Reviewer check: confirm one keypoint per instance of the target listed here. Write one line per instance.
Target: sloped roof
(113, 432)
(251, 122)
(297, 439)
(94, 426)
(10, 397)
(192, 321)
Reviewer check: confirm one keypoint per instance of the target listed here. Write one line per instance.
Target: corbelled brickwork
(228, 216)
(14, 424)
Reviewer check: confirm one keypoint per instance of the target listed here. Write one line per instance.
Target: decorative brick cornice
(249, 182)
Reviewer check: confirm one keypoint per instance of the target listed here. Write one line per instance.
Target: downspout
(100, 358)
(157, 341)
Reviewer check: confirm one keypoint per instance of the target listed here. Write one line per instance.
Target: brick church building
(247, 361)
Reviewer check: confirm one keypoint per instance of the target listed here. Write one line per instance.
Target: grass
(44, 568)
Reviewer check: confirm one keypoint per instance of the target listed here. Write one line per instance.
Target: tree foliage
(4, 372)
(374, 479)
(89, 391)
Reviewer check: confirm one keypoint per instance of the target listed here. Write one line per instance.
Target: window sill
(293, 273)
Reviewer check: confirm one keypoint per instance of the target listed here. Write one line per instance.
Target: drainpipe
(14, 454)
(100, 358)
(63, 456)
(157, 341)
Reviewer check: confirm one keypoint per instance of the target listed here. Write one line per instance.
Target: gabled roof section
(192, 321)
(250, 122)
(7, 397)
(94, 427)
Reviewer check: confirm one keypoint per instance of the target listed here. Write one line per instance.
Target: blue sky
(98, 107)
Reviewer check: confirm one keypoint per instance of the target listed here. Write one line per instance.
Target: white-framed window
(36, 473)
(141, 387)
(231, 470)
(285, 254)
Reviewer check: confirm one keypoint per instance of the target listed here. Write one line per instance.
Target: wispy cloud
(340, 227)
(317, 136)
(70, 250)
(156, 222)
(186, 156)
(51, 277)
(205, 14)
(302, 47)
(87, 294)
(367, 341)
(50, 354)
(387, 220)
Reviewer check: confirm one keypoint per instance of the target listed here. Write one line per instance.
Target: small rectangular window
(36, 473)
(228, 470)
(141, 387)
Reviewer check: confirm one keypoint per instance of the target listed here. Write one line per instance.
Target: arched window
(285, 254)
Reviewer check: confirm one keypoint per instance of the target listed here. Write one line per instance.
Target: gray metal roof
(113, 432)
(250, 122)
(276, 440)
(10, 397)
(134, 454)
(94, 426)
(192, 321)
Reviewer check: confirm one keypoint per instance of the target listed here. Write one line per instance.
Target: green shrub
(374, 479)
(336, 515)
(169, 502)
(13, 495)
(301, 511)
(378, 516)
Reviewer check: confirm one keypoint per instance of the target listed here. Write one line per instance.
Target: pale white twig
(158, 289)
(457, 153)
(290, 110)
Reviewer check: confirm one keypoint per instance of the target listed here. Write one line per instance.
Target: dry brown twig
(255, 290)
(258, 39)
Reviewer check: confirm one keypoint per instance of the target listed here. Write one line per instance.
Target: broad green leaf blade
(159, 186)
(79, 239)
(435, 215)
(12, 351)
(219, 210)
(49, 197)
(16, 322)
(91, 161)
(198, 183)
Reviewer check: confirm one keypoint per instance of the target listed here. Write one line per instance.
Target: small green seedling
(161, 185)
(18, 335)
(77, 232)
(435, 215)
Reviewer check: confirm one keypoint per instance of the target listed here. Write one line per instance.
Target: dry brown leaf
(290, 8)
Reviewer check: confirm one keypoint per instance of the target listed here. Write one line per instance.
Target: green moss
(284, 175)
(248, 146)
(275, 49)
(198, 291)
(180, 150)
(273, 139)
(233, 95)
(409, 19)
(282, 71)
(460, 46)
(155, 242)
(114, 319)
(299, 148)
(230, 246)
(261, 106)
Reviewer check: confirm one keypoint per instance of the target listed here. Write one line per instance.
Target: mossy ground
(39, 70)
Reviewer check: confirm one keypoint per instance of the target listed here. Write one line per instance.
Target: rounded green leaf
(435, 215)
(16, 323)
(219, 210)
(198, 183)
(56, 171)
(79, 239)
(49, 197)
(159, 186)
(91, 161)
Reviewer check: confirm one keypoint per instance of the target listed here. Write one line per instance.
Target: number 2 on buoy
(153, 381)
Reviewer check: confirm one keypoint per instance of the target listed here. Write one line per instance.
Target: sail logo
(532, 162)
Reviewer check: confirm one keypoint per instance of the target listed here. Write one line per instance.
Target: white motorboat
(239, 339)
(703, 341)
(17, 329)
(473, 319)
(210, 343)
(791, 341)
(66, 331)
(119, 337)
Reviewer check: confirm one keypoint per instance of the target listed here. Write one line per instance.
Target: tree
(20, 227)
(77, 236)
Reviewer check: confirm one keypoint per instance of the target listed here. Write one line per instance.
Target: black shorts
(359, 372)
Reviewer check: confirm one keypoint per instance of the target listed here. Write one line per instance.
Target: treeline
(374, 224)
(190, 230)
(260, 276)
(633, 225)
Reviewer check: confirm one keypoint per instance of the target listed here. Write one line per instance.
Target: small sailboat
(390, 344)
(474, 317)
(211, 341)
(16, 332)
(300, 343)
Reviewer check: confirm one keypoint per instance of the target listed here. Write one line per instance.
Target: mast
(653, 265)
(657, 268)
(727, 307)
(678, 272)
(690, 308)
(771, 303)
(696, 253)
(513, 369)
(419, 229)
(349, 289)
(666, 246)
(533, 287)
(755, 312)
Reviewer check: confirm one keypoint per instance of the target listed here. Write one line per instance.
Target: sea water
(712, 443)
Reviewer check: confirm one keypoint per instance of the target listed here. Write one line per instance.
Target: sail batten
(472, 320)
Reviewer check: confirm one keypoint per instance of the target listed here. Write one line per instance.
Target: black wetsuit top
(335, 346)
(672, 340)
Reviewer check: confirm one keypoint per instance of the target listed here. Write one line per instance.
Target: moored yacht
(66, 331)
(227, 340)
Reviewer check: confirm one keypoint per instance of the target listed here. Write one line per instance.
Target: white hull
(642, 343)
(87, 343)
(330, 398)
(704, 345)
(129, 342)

= Task to complete =
Using the entries above, please restate each one word for word.

= Exercise solution =
Reviewer check: confirm one keypoint per instance of the target listed here. Write one line per instance.
Target: sloped roof
(113, 432)
(251, 122)
(297, 439)
(94, 426)
(10, 397)
(192, 321)
Reviewer check: confirm one keypoint per instance of the target listed here. Write one line per instance.
Target: corbelled brickwork
(228, 216)
(14, 424)
Reviewer check: confirm one keypoint per instance of the target listed here. Write one line per instance.
Target: decorative brick cornice
(249, 182)
Reviewer check: confirm one keypoint per instance of the target listed here. Write one line per instance.
Target: downspout
(100, 358)
(157, 341)
Reviewer check: confirm one keypoint per instance of the target listed here. Write one line per instance.
Target: brick church building
(247, 361)
Reviewer check: confirm one keypoint per instance of the target listed here. Write one line per instance.
Target: grass
(44, 568)
Reviewer check: confirm one keypoint per instance of the target listed here. Write one line per instance.
Target: tree foliage
(4, 372)
(374, 479)
(89, 391)
Reviewer check: confirm one keypoint per instance of the target listed here. Write one line per instance.
Target: window sill
(293, 273)
Reviewer check: confirm one keypoint per instance of the target listed here. Write one line per instance.
Target: drainpipe
(14, 454)
(100, 358)
(63, 456)
(157, 341)
Reviewer check: confirm one keypoint per instance of the target listed here. Write one line per instance.
Target: gabled roof section
(192, 321)
(250, 122)
(7, 397)
(94, 427)
Reviewer check: confirm one keypoint per instance of the target listed here. Write one line per instance.
Target: blue sky
(98, 107)
Reviewer check: confirm one keypoint per instance of the target listed here. Write one line per instance.
Target: white-framed window
(36, 473)
(141, 387)
(231, 470)
(285, 254)
Reviewer check: confirm one keypoint per instance of the target listed here. Write one line per instance.
Target: wispy cloud
(340, 227)
(317, 136)
(70, 250)
(156, 222)
(186, 156)
(51, 277)
(205, 14)
(302, 47)
(87, 294)
(367, 341)
(50, 354)
(387, 220)
Reviewer check: confirm one keypoint per instance of the target listed here. Write one line per instance.
Target: small rectangular window
(36, 473)
(228, 470)
(141, 387)
Reviewer check: confirm one keypoint per instance of the target listed here. Write one line per instance.
Target: arched window
(285, 254)
Reviewer check: confirm one keypoint per instance of the target listed here. Write one line per instance.
Target: gray metal roof
(113, 432)
(250, 122)
(276, 440)
(10, 397)
(134, 454)
(94, 426)
(192, 321)
Reviewer check: confirm one keypoint per instance of the target listed here. Write one line per instance.
Target: green shrub
(374, 479)
(336, 515)
(169, 502)
(13, 495)
(301, 511)
(378, 516)
Reviewer check: confirm one keypoint per instance of the target listed here. Write one line per instance.
Target: pale white twig
(158, 289)
(457, 153)
(290, 110)
Reviewer check: confirm one keypoint per instance of the target listed here. Write one line per instance.
Target: dry brown twig
(255, 290)
(258, 39)
Reviewer check: confirm one keypoint per instance of the target listed here. Write one line per instance.
Target: broad green leaf blade
(159, 186)
(79, 239)
(435, 215)
(12, 351)
(219, 210)
(49, 197)
(16, 322)
(91, 161)
(198, 183)
Reviewer check: confirm one keypoint per instance of the target listed here. Write one line per instance.
Target: small green seedling
(161, 185)
(18, 335)
(77, 232)
(435, 215)
Reviewer check: confirm one keypoint per instance of the target listed here. Write one line per instance.
Target: dry brown leaf
(290, 8)
Reviewer check: confirm one keypoint per instance of the target listed here. Write one line per instance.
Target: green moss
(284, 175)
(248, 146)
(275, 49)
(198, 291)
(180, 150)
(273, 139)
(233, 95)
(409, 19)
(282, 71)
(460, 46)
(155, 242)
(114, 319)
(299, 148)
(230, 246)
(261, 106)
Reviewer check: confirm one keypoint per instance of the target listed here. Write one line per instance.
Target: mossy ground
(39, 70)
Reviewer check: confirm one keypoint per instance of the target listed here. Write one line per instance.
Target: rounded green leaf
(435, 215)
(16, 323)
(219, 210)
(198, 183)
(56, 171)
(79, 239)
(49, 197)
(159, 186)
(91, 161)
Reviewer check: confirm one keypoint per instance of the target listed here. Write one line per instance.
Target: number 2 on buoy
(153, 381)
Reviewer check: confirm one keypoint per instance of the target listed here. Write one line per instance.
Target: sail logo
(532, 162)
Reviewer check: confirm one keypoint per instance of the target listed here. Write one line per instance.
Target: white motorboat
(239, 339)
(703, 341)
(17, 329)
(473, 319)
(210, 343)
(791, 341)
(66, 331)
(119, 337)
Reviewer check: confirm one keypoint per instance of the target listed here. Write one line per instance.
Target: tree
(20, 227)
(77, 236)
Reviewer check: confirm one keypoint per instance of the target listed here. Write one line per instance.
Target: black shorts
(359, 372)
Reviewer check: confirm one keypoint per instance of the target listed here. Write one line per instance.
Target: treeline
(374, 224)
(190, 230)
(260, 276)
(633, 225)
Reviewer check: confirm one keypoint per instance of the target listed here. Write one line per instance.
Target: small sailboat
(390, 344)
(474, 317)
(211, 341)
(16, 332)
(300, 343)
Reviewer check: confirm one keypoint per instance of the target listed here. Write one line per instance.
Target: mast
(653, 265)
(657, 268)
(727, 307)
(678, 272)
(690, 308)
(771, 303)
(696, 253)
(513, 369)
(419, 229)
(349, 289)
(666, 246)
(533, 287)
(755, 312)
Reviewer check: confirm one keypoint per instance of the target listed here. Write one line per instance.
Target: sea water
(712, 443)
Reviewer check: confirm one keypoint per instance of the target listed here. Write one line per instance.
Target: sail batten
(472, 320)
Reviewer check: confirm one keypoint per instance of the target listed here. Write one line per instance.
Target: black wetsuit top
(335, 346)
(672, 340)
Reviewer check: confirm one keypoint per instance of the target listed here. Write one line per instance.
Target: moored yacht
(66, 331)
(227, 340)
Reviewer check: confirm one keypoint per instance of the target listed here. Write one line per instance.
Target: white hull
(642, 343)
(87, 343)
(330, 398)
(704, 345)
(129, 342)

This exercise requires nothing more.